> TEXT EXCERPT:
+ + + + +

Chromodomain & Bromodomain

Chromodomain & Bromodomain

Chromodomain

A chromodomain is a protein structural domain of about 40-50 amino acid residues commonly found in proteins associated with the remodeling and manipulation of chromatin. It is also known as chromatin organization modifier.It is first identified in Drosophila modifiers of variegation.

 The chromodomains alter the structure of chromatin to the condensed morphology of heterochromatin, a cytologically visible condition where gene expression is repressed.The domain is highly conserved among both plants and animals.It is represented in a large number of proteins found in many genomes.Some chromodomain-containing genes have multiple alternative splicing isoforms that omit the chromodomain entirely.In mammals, chromodomain-containing proteins are responsible for aspects of gene regulation related to chromatin remodeling and formation of heterochromatin regions. Chromodomain-containing proteins also bind methylated histonesand appear in the RNA-induced transcriptional silencing complex.

Proteins that contain a chromo domain appear to fall into 3 classes.

(i) The first class includes proteins having an N-terminal chromo domain followed by a region termed the chromo shadow domain, with weak but significant sequence similarity to the N-terminal chromo domain,eg. Drosophila and human heterochromatin protein Su(var)205 (HP1).

(ii) The second class includes proteins with a single chromo domain, eg. Drosophila protein Polycomb (Pc); mammalian modifier 3; human Mi-2 autoantigen and several yeast and Caenorhabditis elegans hypothetical proteins.

(iii) In the third class paired tandem chromo domains are found, eg. in mammalian DNA-binding/helicase proteins CHD-1 to CHD-4 and yeast protein CHD1.

                 Functional dissections of chromodomain proteins suggests a mechanistic role for chromo domains in targeting chromo domain proteins to specific regions of the nucleus. The mechanism of targeting may involve protein-protein and/or protein/nucleic acid interactions.

 

 

Bromodomain

Bromodomains (BRD) are small nuclear proteins that selectively bind to acetylated lysine residues of histone proteins. Once bound, these BRDs recruit protein complexes involved in chromatin structure regulation, and thus play a role in gene expression.A bromodomain is an approximately 110 amino acid protein domain that recognizes acetylated lysine residues.

+ + + + +

> INPUT DATA:
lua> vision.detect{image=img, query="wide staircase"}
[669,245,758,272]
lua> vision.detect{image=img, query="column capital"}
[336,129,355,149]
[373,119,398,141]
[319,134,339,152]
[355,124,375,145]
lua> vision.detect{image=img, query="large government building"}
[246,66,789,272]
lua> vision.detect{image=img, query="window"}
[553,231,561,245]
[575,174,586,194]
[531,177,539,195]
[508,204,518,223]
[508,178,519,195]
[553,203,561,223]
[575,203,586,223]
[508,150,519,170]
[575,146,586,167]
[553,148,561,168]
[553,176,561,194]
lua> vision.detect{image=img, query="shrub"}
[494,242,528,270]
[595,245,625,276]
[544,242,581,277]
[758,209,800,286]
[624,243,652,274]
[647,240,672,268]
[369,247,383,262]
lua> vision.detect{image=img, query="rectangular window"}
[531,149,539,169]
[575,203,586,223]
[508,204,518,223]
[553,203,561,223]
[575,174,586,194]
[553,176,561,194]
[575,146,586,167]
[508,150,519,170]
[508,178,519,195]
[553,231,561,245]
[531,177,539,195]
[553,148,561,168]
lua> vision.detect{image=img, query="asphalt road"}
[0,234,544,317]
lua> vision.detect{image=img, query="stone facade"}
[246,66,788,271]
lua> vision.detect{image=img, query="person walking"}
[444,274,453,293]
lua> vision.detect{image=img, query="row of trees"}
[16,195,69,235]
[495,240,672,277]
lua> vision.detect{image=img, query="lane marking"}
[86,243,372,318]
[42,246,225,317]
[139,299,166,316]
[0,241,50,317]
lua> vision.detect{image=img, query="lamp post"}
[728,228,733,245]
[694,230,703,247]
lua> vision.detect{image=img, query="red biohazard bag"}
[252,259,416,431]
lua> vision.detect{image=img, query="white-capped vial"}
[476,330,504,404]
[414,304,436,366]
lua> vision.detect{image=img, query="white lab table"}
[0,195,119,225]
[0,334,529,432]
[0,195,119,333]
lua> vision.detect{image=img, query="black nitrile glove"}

+ + + + +

> USING THE INFORMATION:
[1] Repeat a passage from the chromodomain and bromodomain text, starting at the words "(ii) The second" and stopping after the words "protein/nucleic acid interactions.".
[2] Answer these questions using the chromodomain and bromodomain text.
(a) About how many amino acid residues make up a chromodomain?
(b) In what was the chromodomain first identified?
(c) About how many amino acids long is a bromodomain?
[3] Continue the chromodomain and bromodomain text, picking up right after its final sentence.
The data above are separate from the chromodomain and bromodomain text.

> TASK-BY-TASK ANSWERS:
[1]
(ii) The second class includes proteins with a single chromo domain, eg. Drosophila protein Polycomb (Pc); mammalian modifier 3; human Mi-2 autoantigen and several yeast and Caenorhabditis elegans hypothetical proteins.

(iii) In the third class paired tandem chromo domains are found, eg. in mammalian DNA-binding/helicase proteins CHD-1 to CHD-4 and yeast protein CHD1.

                 Functional dissections of chromodomain proteins suggests a mechanistic role for chromo domains in targeting chromo domain proteins to specific regions of the nucleus. The mechanism of targeting may involve protein-protein and/or protein/nucleic acid interactions.

[2]
(a) About 40-50 amino acid residues.
(b) In Drosophila modifiers of variegation.
(c) Approximately 110 amino acids.

[3]
Bromodomains, as the "readers" of lysine acetylation, are responsible in transducing the signal carried by acetylated lysine residues and translating it into various normal or abnormal phenotypes.Their affinity is higher for regions where multiple acetylation sites exist in proximity.This recognition is often a prerequisite for protein-histone association and chromatin remodeling. The domain itself adopts an all-α protein fold, a bundle of four alpha helices each separated by loop regions of variable lengths that form a hydrophobic pocket that recognizes the acetyl lysine.

The bromodomain was identified as a novel structural motif by John W. Tamkun and colleagues studying the drosophila gene Brahma/brm, and showed sequence similarity to genes involved in transcriptional activation.The name "bromodomain" is derived from the relationship of this domain with Brahma and is unrelated to the chemical element bromine.

Bromodomain-containing proteins can have a wide variety of functions, ranging from histone acetyltransferase activity and chromatin remodeling to transcriptional mediation and co-activation.A well-known example of a bromodomain family is the BET (Bromodomain and extraterminal domain family). Members of this family include BRD2, BRD3, BRD4 and BRDT. However proteins such as ASH1L also contain a bromodomain. Dysfunction of BRD proteins has been linked to diseases such as human squamous cell carcinoma and other forms of cancer.

The role of bromodomains in translating a deregulated cell acetylome into disease phenotypes was recently unveiled by the development of small molecule bromodomain inhibitors. This breakthrough discovery highlighted bromodomain-containing proteins as key players in cancer biology, as well as inflammation and remyelination in multiple sclerosis. In plants, the transition leaf shape from the juvenile to the mature phase is also regulated by bromodomain-containing proteins.